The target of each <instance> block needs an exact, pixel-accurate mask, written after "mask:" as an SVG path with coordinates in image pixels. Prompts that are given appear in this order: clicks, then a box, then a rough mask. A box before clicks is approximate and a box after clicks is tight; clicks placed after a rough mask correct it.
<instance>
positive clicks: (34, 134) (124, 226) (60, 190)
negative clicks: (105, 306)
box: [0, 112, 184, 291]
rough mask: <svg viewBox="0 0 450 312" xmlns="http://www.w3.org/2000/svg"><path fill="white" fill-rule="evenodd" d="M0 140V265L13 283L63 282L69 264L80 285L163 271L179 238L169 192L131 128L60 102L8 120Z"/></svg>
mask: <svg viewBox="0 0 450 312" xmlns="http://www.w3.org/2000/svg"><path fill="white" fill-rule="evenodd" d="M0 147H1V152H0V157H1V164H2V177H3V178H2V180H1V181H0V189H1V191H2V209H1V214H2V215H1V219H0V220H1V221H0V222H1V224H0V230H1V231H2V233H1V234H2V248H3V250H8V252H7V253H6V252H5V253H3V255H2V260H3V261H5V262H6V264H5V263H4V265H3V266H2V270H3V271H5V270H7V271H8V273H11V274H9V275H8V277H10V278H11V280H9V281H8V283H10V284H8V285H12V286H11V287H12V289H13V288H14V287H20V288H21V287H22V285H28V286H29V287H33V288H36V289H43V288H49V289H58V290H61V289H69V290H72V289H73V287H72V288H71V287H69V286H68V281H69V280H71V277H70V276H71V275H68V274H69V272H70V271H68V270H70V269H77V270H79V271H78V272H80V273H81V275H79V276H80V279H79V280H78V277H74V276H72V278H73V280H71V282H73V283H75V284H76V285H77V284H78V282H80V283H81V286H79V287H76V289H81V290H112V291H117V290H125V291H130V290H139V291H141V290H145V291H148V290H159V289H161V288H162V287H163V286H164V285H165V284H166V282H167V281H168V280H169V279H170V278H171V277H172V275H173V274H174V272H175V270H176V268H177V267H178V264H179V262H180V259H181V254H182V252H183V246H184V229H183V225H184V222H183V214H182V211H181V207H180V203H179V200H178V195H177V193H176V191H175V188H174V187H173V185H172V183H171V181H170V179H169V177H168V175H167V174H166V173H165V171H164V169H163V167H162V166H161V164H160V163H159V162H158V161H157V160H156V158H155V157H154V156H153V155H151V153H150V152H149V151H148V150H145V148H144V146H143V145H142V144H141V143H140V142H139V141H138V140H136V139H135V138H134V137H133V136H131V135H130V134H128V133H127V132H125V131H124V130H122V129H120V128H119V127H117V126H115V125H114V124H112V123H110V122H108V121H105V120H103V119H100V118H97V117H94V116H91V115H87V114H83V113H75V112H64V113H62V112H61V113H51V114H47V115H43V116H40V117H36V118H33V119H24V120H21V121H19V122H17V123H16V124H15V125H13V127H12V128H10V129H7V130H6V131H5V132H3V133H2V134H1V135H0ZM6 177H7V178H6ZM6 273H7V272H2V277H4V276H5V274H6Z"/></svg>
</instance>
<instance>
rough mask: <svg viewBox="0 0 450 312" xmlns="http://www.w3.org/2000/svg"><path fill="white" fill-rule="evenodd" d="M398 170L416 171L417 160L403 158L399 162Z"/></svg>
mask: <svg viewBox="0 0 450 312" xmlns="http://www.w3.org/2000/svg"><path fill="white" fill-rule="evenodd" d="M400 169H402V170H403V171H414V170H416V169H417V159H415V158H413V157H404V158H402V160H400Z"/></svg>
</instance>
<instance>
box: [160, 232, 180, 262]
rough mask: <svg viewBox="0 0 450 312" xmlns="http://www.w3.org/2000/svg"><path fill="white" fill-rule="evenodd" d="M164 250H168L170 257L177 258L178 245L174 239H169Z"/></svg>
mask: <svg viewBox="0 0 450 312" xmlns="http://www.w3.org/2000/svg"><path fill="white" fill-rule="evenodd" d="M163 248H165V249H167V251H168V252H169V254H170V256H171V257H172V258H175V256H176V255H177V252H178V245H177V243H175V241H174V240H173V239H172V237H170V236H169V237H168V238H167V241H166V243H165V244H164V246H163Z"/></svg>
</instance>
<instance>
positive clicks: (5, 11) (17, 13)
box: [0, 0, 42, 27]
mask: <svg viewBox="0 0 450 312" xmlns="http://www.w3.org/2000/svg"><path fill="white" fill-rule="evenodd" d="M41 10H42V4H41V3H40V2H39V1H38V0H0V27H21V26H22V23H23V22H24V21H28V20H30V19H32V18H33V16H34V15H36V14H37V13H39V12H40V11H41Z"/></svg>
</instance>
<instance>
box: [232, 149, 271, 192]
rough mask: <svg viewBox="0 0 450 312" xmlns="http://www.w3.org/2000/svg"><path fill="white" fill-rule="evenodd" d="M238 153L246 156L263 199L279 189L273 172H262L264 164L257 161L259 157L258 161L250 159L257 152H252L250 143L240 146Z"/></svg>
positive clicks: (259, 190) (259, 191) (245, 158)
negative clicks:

^^^^^^^^

**Your task**
Reproduce every entry above exactly as it was written.

**Your response**
The target of each <instance> block needs an exact, pixel-accurate mask, written after "mask:" as an SVG path with coordinates in image pixels. Prompts that are given appear in this order: clicks, then a box, then a rough mask. A box before clicks is approximate and a box after clicks is tight; clicks placed after a rough mask correct it.
<instance>
positive clicks: (34, 134) (124, 226) (60, 190)
negative clicks: (105, 306)
box: [0, 112, 184, 291]
rough mask: <svg viewBox="0 0 450 312" xmlns="http://www.w3.org/2000/svg"><path fill="white" fill-rule="evenodd" d="M0 140V265L13 283L63 282L69 264L80 285L163 271L179 238L169 192L131 128L60 102L8 120Z"/></svg>
mask: <svg viewBox="0 0 450 312" xmlns="http://www.w3.org/2000/svg"><path fill="white" fill-rule="evenodd" d="M0 147H1V152H0V157H1V164H2V177H3V178H2V180H1V181H0V189H1V191H2V209H1V214H2V215H1V219H0V220H1V221H0V222H1V224H0V230H1V231H2V233H1V234H2V248H3V250H8V252H7V253H6V252H5V253H3V255H2V260H3V261H5V262H6V264H5V263H4V265H3V266H2V270H3V271H5V270H7V271H8V273H11V274H9V275H8V277H10V278H11V280H9V281H8V283H10V284H8V285H12V286H11V287H12V289H13V288H14V287H20V288H21V287H22V285H28V286H29V287H33V288H36V289H43V288H49V289H58V290H61V289H69V290H72V289H73V287H72V288H71V287H69V286H68V281H69V280H71V277H70V276H71V275H68V274H69V272H70V271H68V270H70V269H77V270H79V271H78V272H80V273H81V275H79V276H80V279H79V280H78V277H74V276H72V278H73V280H71V282H73V283H75V284H76V285H77V284H78V282H80V283H81V286H79V287H76V289H81V290H112V291H117V290H125V291H130V290H139V291H141V290H145V291H148V290H159V289H161V288H162V287H163V286H164V285H165V284H166V282H167V281H168V280H169V279H170V278H171V277H172V275H173V274H174V272H175V270H176V268H177V267H178V264H179V262H180V259H181V254H182V252H183V246H184V229H183V225H184V222H183V214H182V211H181V207H180V203H179V200H178V195H177V193H176V191H175V188H174V187H173V185H172V183H171V181H170V179H169V177H168V175H167V174H166V173H165V171H164V169H163V167H162V166H161V164H160V163H159V162H158V161H157V160H156V158H155V157H154V156H153V155H151V153H150V152H149V151H148V150H145V148H144V146H143V145H142V144H141V143H140V142H139V141H138V140H136V139H135V138H134V137H133V136H131V135H130V134H128V133H127V132H125V131H124V130H122V129H120V128H119V127H117V126H115V125H114V124H112V123H110V122H108V121H105V120H103V119H100V118H97V117H94V116H91V115H87V114H83V113H75V112H64V113H62V112H61V113H51V114H47V115H43V116H40V117H36V118H33V119H24V120H21V121H19V122H17V123H16V124H15V125H13V127H12V128H10V129H7V130H6V131H5V132H3V133H2V134H1V135H0ZM6 177H7V178H6ZM6 273H7V272H2V277H4V276H5V274H6Z"/></svg>
</instance>
<instance>
rough mask: <svg viewBox="0 0 450 312" xmlns="http://www.w3.org/2000/svg"><path fill="white" fill-rule="evenodd" d="M398 170L416 171L417 160L403 158L399 162Z"/></svg>
mask: <svg viewBox="0 0 450 312" xmlns="http://www.w3.org/2000/svg"><path fill="white" fill-rule="evenodd" d="M400 169H402V170H403V171H414V170H416V169H417V159H415V158H413V157H404V158H402V160H400Z"/></svg>
</instance>
<instance>
box: [160, 232, 180, 262]
rough mask: <svg viewBox="0 0 450 312" xmlns="http://www.w3.org/2000/svg"><path fill="white" fill-rule="evenodd" d="M164 250H168L170 257L177 258L178 245L174 239H169Z"/></svg>
mask: <svg viewBox="0 0 450 312" xmlns="http://www.w3.org/2000/svg"><path fill="white" fill-rule="evenodd" d="M163 248H165V249H167V251H168V252H169V254H170V256H171V257H172V258H175V256H176V255H177V252H178V245H177V243H175V241H174V240H173V239H172V237H170V236H169V237H168V238H167V241H166V243H165V244H164V246H163Z"/></svg>
</instance>
<instance>
positive clicks: (5, 11) (17, 13)
box: [0, 0, 42, 27]
mask: <svg viewBox="0 0 450 312" xmlns="http://www.w3.org/2000/svg"><path fill="white" fill-rule="evenodd" d="M41 10H42V4H41V3H40V2H39V1H38V0H0V27H21V26H22V23H23V22H24V21H28V20H30V19H32V18H33V16H34V15H36V14H37V13H39V12H40V11H41Z"/></svg>
</instance>
<instance>
box: [232, 149, 271, 192]
rough mask: <svg viewBox="0 0 450 312" xmlns="http://www.w3.org/2000/svg"><path fill="white" fill-rule="evenodd" d="M238 153L246 156L263 199L279 189L273 172H262L264 164L257 161L259 157L258 161L250 159L257 152H252L250 143L240 146Z"/></svg>
positive clicks: (259, 190) (259, 191) (245, 158)
negative clicks:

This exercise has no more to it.